[SOURCE EXTRACT]:

□ □ □ □ □

He said that North Korean nuclear forces are “a war deterrent for putting an end to nuclear threat of the U.S. and for preventing its military invasion,” referred to “our rockets’ visit to the entire U.S. mainland,” and called Trump “mentally deranged”.
Instead of exchanging threats and insults, the two governments should agree on a non-aggression pact as a step toward finally concluding a peace treaty formally ending the 1950s Korean War and permanently denuclearizing the Korean peninsula.
The U.S. and North Korean threats are wrong as a matter of morality and common sense. They are also contrary to bedrock requirements of international law. Both countries, by engaging in a cycle of threats and military posturing, violate prohibitions on the threat of force to resolve disputes and on threats to use force outside the bounds of the law of armed conflict.
Trump’s threats carry more weight because the armed forces of the United States, backed by an immense nuclear arsenal, could accomplish the destruction of North Korea in short order.
A threat of total destruction negates the fundamental principle that the right to choose methods and means of warfare is not unlimited:
• Under the law of armed conflict, military operations must be necessary for and proportionate to the achievement of legitimate military objectives, and must not be indiscriminate or cause unnecessary suffering. Protocol I to the Geneva Conventions prohibits threatening an adversary that there will be no survivors or conducting hostilities on that basis. The Nuremberg Tribunal found the Nazi concept of “total war” to be unlawful because it runs contrary to all the rules of warfare and the moral principles underlying them, creating a climate in which “rules, regulations, assurances, and treaties all alike are of no moment” and “everything is made subordinate to the overmastering dictates of war.”

□ □ □ □ □

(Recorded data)

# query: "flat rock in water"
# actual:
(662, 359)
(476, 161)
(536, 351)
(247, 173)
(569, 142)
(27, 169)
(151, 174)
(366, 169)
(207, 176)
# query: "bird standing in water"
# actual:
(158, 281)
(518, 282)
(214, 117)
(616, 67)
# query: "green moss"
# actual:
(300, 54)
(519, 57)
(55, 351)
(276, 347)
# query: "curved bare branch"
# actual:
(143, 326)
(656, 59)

□ □ □ □ □

[TASK DETAILS]: Reproduce the passage on U.S. and North Korean threats under international law in full, word for word.

[THE REPLY]:
He said that North Korean nuclear forces are “a war deterrent for putting an end to nuclear threat of the U.S. and for preventing its military invasion,” referred to “our rockets’ visit to the entire U.S. mainland,” and called Trump “mentally deranged”.
Instead of exchanging threats and insults, the two governments should agree on a non-aggression pact as a step toward finally concluding a peace treaty formally ending the 1950s Korean War and permanently denuclearizing the Korean peninsula.
The U.S. and North Korean threats are wrong as a matter of morality and common sense. They are also contrary to bedrock requirements of international law. Both countries, by engaging in a cycle of threats and military posturing, violate prohibitions on the threat of force to resolve disputes and on threats to use force outside the bounds of the law of armed conflict.
Trump’s threats carry more weight because the armed forces of the United States, backed by an immense nuclear arsenal, could accomplish the destruction of North Korea in short order.
A threat of total destruction negates the fundamental principle that the right to choose methods and means of warfare is not unlimited:
• Under the law of armed conflict, military operations must be necessary for and proportionate to the achievement of legitimate military objectives, and must not be indiscriminate or cause unnecessary suffering. Protocol I to the Geneva Conventions prohibits threatening an adversary that there will be no survivors or conducting hostilities on that basis. The Nuremberg Tribunal found the Nazi concept of “total war” to be unlawful because it runs contrary to all the rules of warfare and the moral principles underlying them, creating a climate in which “rules, regulations, assurances, and treaties all alike are of no moment” and “everything is made subordinate to the overmastering dictates of war.”